» Problem to solve
Can you pull out every line in the listing below that contains the string "dark" and copy each one in full? Matches must have the same case.

* START Records for this task *

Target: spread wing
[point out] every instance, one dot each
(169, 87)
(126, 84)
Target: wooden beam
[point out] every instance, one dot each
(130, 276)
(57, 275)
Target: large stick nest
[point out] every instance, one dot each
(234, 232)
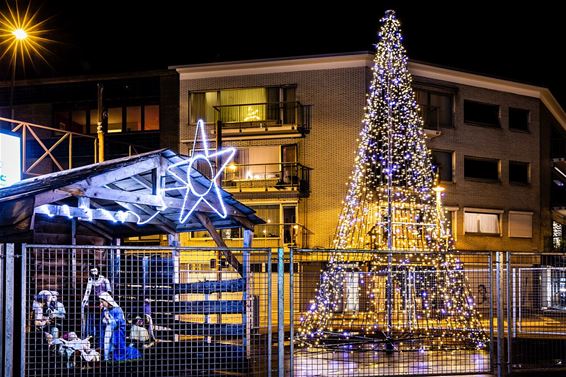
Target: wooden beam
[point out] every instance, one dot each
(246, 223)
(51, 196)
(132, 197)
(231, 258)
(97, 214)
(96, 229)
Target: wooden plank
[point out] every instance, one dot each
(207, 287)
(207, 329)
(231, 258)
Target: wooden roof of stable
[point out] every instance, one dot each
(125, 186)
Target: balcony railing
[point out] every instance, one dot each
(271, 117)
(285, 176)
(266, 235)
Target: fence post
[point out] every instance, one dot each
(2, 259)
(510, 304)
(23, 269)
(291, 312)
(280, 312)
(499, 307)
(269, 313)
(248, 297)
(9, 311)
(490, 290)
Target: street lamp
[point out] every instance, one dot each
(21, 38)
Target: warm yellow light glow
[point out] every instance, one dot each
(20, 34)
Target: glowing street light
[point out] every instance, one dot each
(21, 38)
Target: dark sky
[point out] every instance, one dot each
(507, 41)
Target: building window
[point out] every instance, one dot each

* END Records for this task *
* START Records for this task *

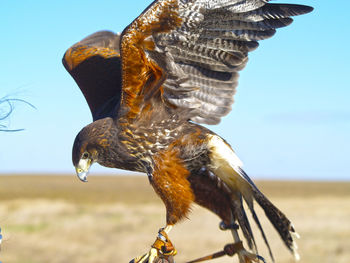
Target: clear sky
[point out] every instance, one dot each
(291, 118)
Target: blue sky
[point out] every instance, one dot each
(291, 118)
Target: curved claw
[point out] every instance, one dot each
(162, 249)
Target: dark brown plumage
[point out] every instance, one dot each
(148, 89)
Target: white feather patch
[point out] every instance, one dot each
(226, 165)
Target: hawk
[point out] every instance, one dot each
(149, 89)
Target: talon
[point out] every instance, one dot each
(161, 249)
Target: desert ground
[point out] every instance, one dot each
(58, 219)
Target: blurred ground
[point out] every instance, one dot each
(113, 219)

* END Records for this task *

» Solution to this task
Target: dark sky
Target: dark brown plumage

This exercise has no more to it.